#### [What is asked]
In the records below, find the line containing "mark: dense tree", then extract that line and all subsequent lines exactly, leaving out everything else.

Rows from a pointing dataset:
- - -

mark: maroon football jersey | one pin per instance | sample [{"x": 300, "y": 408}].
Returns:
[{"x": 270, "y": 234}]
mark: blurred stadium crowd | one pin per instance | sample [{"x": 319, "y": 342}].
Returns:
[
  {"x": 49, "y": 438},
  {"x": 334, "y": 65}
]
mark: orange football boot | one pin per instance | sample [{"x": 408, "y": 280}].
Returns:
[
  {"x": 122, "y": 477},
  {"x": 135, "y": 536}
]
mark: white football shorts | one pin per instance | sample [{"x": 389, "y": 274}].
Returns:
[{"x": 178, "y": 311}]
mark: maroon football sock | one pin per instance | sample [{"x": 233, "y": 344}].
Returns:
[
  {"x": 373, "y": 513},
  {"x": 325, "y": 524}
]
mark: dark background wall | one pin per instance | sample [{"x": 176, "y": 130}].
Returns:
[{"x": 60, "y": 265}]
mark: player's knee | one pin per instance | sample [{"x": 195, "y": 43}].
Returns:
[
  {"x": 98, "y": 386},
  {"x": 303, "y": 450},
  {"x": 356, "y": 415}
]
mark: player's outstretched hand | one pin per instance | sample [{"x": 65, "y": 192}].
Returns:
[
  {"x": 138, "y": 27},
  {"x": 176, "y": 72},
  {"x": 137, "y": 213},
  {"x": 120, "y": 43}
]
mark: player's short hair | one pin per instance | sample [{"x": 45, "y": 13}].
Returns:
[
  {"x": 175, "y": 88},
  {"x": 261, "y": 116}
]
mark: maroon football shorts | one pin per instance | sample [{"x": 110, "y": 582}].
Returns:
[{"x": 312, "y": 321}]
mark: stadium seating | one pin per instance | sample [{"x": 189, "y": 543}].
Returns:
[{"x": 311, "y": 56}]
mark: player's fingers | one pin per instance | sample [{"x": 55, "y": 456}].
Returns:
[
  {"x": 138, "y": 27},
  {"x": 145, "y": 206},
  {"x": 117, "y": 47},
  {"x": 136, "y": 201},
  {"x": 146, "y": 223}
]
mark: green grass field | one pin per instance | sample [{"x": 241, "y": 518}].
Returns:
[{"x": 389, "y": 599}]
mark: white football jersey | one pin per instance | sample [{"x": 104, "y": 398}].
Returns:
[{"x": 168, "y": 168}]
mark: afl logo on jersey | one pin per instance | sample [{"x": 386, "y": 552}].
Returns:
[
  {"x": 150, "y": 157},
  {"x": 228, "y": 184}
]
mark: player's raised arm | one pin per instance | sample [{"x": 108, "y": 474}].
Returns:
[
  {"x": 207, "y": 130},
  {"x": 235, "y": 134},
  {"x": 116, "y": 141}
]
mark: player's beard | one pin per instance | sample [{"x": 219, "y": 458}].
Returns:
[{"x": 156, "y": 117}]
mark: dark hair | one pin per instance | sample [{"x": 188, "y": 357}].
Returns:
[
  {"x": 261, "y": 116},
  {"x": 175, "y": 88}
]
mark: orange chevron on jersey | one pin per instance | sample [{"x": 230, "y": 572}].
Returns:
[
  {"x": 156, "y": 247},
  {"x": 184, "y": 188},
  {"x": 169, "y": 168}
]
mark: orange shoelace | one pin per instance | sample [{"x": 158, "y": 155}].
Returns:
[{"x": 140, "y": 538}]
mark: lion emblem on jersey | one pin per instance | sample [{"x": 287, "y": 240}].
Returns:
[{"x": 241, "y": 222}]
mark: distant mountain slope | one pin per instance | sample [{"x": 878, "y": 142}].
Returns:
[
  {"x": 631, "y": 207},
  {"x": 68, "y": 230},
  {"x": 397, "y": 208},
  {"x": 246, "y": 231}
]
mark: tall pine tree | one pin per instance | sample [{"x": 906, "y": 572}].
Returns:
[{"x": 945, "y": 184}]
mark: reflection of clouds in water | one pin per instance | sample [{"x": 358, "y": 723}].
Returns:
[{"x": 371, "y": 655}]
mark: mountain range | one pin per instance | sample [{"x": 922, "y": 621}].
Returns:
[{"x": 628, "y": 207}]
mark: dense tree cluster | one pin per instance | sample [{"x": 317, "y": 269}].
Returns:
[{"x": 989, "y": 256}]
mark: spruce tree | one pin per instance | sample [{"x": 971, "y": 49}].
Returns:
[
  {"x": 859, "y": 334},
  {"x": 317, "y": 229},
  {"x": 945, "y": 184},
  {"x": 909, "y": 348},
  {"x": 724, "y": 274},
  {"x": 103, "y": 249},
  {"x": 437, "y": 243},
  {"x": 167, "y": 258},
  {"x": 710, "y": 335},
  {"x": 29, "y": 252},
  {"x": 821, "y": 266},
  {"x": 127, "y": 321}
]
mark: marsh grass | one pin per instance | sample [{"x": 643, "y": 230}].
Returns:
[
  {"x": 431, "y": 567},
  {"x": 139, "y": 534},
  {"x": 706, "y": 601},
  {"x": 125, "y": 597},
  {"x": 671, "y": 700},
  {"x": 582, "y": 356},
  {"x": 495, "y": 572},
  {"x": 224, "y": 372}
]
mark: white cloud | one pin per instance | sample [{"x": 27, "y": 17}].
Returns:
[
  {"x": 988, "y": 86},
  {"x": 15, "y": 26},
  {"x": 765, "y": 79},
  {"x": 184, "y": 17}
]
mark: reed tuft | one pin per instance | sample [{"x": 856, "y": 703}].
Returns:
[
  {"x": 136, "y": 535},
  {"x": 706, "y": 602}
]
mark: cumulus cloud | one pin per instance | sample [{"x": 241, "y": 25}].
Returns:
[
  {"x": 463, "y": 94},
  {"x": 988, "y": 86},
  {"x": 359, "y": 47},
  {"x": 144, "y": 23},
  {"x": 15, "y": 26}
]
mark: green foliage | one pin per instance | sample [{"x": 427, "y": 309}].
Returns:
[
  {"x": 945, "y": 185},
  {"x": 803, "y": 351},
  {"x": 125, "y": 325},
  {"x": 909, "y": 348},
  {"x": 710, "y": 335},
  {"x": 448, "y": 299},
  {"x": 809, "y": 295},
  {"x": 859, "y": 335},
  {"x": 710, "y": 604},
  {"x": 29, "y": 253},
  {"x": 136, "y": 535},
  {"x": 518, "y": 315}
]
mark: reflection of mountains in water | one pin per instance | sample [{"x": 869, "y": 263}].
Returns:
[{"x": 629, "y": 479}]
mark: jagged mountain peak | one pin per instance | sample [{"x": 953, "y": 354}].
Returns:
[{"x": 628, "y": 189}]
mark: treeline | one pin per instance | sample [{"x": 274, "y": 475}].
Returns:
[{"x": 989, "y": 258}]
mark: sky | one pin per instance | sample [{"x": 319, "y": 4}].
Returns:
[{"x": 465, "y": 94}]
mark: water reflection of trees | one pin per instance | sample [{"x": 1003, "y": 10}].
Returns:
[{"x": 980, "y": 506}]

- - -

#### [Reply]
mark: dense tree cluster | one pin per instance | sample [{"x": 317, "y": 269}].
Returns:
[{"x": 989, "y": 256}]
mark: spruce tree | one pin per instance | sample [{"x": 971, "y": 49}].
Returns:
[
  {"x": 859, "y": 334},
  {"x": 317, "y": 229},
  {"x": 945, "y": 184},
  {"x": 909, "y": 348},
  {"x": 724, "y": 274},
  {"x": 103, "y": 249},
  {"x": 437, "y": 243},
  {"x": 167, "y": 258},
  {"x": 710, "y": 335},
  {"x": 29, "y": 252},
  {"x": 821, "y": 266},
  {"x": 127, "y": 321}
]
mark: marsh grass | one pin per instance | sample [{"x": 643, "y": 230}].
Returns:
[
  {"x": 431, "y": 567},
  {"x": 139, "y": 534},
  {"x": 706, "y": 601},
  {"x": 125, "y": 597},
  {"x": 671, "y": 700},
  {"x": 582, "y": 356},
  {"x": 495, "y": 572},
  {"x": 224, "y": 372}
]
mark: white cloud | one pin per instance | sample [{"x": 27, "y": 17}].
Returns:
[
  {"x": 988, "y": 86},
  {"x": 15, "y": 26},
  {"x": 765, "y": 79},
  {"x": 184, "y": 17}
]
mark: reed tuft | one pin per instance | sample [{"x": 856, "y": 703}].
Returns:
[
  {"x": 136, "y": 535},
  {"x": 706, "y": 602}
]
mark: cumulus cloud | one pin per instance | sample [{"x": 241, "y": 25}].
Returns:
[
  {"x": 463, "y": 94},
  {"x": 988, "y": 86},
  {"x": 359, "y": 47},
  {"x": 144, "y": 23},
  {"x": 15, "y": 26}
]
mark: green foliage | one pin per instance | sample [{"x": 427, "y": 309}].
Returns:
[
  {"x": 945, "y": 185},
  {"x": 803, "y": 351},
  {"x": 125, "y": 325},
  {"x": 909, "y": 348},
  {"x": 710, "y": 335},
  {"x": 448, "y": 299},
  {"x": 809, "y": 295},
  {"x": 859, "y": 335},
  {"x": 710, "y": 604},
  {"x": 29, "y": 253},
  {"x": 136, "y": 535},
  {"x": 518, "y": 315}
]
mark: reflection of mountains in water | one pin per instance | sample [{"x": 869, "y": 263}].
Returns:
[{"x": 629, "y": 479}]
mark: jagged mountain peak | one pin per instance | sample [{"x": 953, "y": 354}].
Returns:
[{"x": 628, "y": 189}]
mark: treeline | one pin per instance | sample [{"x": 274, "y": 475}].
Returns:
[{"x": 989, "y": 258}]
mark: sky | one pin per instance | sample [{"x": 319, "y": 4}].
Returns:
[{"x": 465, "y": 94}]
mark: water reflection of trees | one pin per instance | sample [{"x": 1003, "y": 10}].
Returns:
[{"x": 980, "y": 506}]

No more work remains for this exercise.